### Record excerpts
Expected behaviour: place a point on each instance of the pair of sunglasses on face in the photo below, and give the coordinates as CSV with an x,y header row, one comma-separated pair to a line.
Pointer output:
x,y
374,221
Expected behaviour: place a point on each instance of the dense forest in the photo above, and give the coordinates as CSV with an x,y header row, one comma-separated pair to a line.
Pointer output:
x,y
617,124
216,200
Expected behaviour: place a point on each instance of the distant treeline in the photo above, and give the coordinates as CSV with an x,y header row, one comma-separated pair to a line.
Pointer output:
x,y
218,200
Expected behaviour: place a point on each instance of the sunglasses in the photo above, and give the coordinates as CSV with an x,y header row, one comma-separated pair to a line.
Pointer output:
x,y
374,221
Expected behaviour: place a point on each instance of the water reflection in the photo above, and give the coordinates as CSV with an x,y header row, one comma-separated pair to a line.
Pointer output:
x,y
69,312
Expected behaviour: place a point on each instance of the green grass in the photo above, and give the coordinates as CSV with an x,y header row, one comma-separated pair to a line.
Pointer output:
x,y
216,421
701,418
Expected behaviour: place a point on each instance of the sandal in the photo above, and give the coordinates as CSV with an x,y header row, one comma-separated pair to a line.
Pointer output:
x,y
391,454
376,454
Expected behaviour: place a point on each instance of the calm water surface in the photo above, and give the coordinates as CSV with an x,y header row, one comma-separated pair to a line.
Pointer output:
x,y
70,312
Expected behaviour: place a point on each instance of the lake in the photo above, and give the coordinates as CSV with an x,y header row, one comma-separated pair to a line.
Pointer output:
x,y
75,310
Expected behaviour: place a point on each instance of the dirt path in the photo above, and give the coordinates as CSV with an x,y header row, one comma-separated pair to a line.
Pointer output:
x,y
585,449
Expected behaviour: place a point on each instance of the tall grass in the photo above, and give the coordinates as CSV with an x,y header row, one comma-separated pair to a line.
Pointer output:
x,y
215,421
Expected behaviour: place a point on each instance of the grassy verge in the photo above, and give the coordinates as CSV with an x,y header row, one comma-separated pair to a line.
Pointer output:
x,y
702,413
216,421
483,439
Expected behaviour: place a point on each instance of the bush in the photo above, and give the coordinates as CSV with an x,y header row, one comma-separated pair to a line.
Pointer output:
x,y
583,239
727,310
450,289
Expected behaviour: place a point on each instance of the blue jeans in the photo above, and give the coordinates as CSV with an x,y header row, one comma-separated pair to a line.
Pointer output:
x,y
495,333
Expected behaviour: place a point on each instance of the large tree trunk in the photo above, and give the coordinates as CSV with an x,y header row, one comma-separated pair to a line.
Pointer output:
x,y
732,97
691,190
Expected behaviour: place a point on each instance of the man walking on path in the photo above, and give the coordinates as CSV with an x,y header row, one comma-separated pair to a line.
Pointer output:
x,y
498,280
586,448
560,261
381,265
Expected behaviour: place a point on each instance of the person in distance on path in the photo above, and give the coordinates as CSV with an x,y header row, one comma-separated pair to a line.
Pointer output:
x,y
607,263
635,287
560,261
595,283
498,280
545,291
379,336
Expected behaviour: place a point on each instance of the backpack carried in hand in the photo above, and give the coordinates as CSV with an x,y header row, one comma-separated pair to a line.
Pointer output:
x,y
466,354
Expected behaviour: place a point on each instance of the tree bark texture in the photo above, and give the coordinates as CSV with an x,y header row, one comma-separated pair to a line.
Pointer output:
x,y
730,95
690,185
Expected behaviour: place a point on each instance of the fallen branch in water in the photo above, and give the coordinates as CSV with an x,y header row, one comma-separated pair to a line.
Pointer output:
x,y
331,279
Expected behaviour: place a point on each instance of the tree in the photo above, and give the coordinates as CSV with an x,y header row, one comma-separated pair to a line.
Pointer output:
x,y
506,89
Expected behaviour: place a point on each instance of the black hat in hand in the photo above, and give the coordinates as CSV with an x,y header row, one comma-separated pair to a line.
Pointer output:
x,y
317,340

### Set task
Rewrite all the data above as a numbered list, one line per item, and leave out any blank lines.

### Answer in full
1. Expected behaviour: place a point on each instance of the pair of sunglasses on face in the photo below, and give the coordinates as CSV with an x,y header row, one comma-separated pair to a line.
2. Pointer output:
3. x,y
4. 374,221
5. Expected behaviour: place a point on each instance of the dense forest in the photo above, and give the coordinates as CSV with an x,y header row, one comma-separated pair to a line.
6. Pointer output:
7. x,y
8. 617,124
9. 216,200
10. Expected behaviour: place a point on each instance of the distant treeline in the photo above, and give the coordinates as CSV with an x,y header row, one comma-separated pair to a line.
11. Pointer output:
12. x,y
13. 218,200
14. Expected behaviour: place a point on each instance of the sunglasses in the photo above, and give the coordinates as CSV with an x,y header row, one comma-separated pair to a line.
15. Pointer output:
16. x,y
17. 374,221
18. Expected behaviour: place a point on each instance of the water reflection in the photo above, and give the coordinates as CSV with an x,y header row, one comma-separated pair to a line.
19. Pointer output:
20. x,y
21. 69,312
22. Expected behaviour: place a point on each instance of the green grass in the photo above, and give the coordinates as CSV with an x,y header row, one comma-separated pair to a line.
23. Pointer output:
24. x,y
25. 216,421
26. 701,418
27. Expected behaviour: place a point on each instance of the sandal in the photo above, and give the coordinates as CSV with an x,y header row, one comma-separated pair to a line.
28. Pointer output:
29. x,y
30. 391,454
31. 376,454
32. Expected behaviour: place a point on each instance of the calm water surface in the photo above, and give the coordinates as CSV with an x,y header row, one comma-separated pair to a line.
33. Pointer output:
34. x,y
35. 70,312
36. Expected behaviour: place a point on each instance of the lake in the photo above, and give the coordinates as CSV with an x,y header row, one comma-separated pair to a line.
37. Pointer output:
38. x,y
39. 75,310
40. Expected behaviour: place a point on each instance of the dirt path in the photo above, and give the coordinates as CSV with an x,y header row, one comma-separated pair to a line.
41. Pointer output:
42. x,y
43. 585,449
44. Expected behaviour: place a point on each instance of the tall grass in the photo above, and give the coordinates as CSV with an x,y header row, one comma-separated pair to a line.
45. Pointer output:
46. x,y
47. 215,421
48. Expected behaviour: place a point on each instance of the grassy verge in the photo above, and give the coordinates as CSV with an x,y header row, one comma-separated pair to a line.
49. Pointer output:
50. x,y
51. 702,413
52. 216,421
53. 483,439
54. Expected behaviour: place a point on each instance of the bush in the photo above, and give the coordinates as CSV with an x,y header row, one comma-separated pair to a line.
55. Pointer output:
56. x,y
57. 583,239
58. 727,310
59. 450,289
60. Expected behaviour: place a point on each instance of the blue jeans in the photo above, and give the coordinates as CSV with an x,y header row, one comma-separated pair to a line.
61. Pointer output:
62. x,y
63. 495,333
64. Expected behaviour: place a point on each instance of the large tree trunk in the photo above, and give the coordinates as CSV with an x,y header row, one comma-separated pair to a line.
65. Pointer output:
66. x,y
67. 732,97
68. 691,190
69. Expected behaviour: place a point on each instance of the man walking on path in the photo above, and give the coordinates as CSV with an x,y header row, one comma-separated pair to a line.
70. Pointer output:
71. x,y
72. 498,280
73. 586,448
74. 560,261
75. 381,265
76. Expected behaviour: place a point on each instance of the person in distance on path in the photo above, and give the coordinates as CSV with an x,y header row, one comma-separated pair to a line.
77. Pointer output:
78. x,y
79. 607,263
80. 635,287
81. 560,261
82. 595,283
83. 498,280
84. 545,291
85. 379,336
86. Expected behaviour: place a point on each instance of the backpack carried in hand in the photo above, and give the coordinates as CSV with an x,y header row, one comma-separated pair to a line.
87. Pointer output:
88. x,y
89. 466,354
90. Expected behaviour: place a point on each instance of the tree bark texture in the photo above, and give the coordinates as CSV with an x,y header row, one comma-separated pair to a line.
91. Pointer output:
92. x,y
93. 730,95
94. 690,185
95. Expected behaviour: place a point on each instance of the fallen branch in water in the photo above, and give the coordinates as CSV with an x,y header row, one comma-separated pair to a line.
96. Pointer output:
97. x,y
98. 331,279
99. Expected behaviour: place a point on each instance of the tree in the photo above, and give the coordinates as CSV with an x,y header row, one comma-separated pair to a line.
100. Pointer output:
101. x,y
102. 506,89
103. Expected behaviour: place a point on each instance of the black hat in hand in the photo above, and give the coordinates as CSV with an x,y header row, one comma-separated pair to a line.
104. Pointer output:
105. x,y
106. 317,340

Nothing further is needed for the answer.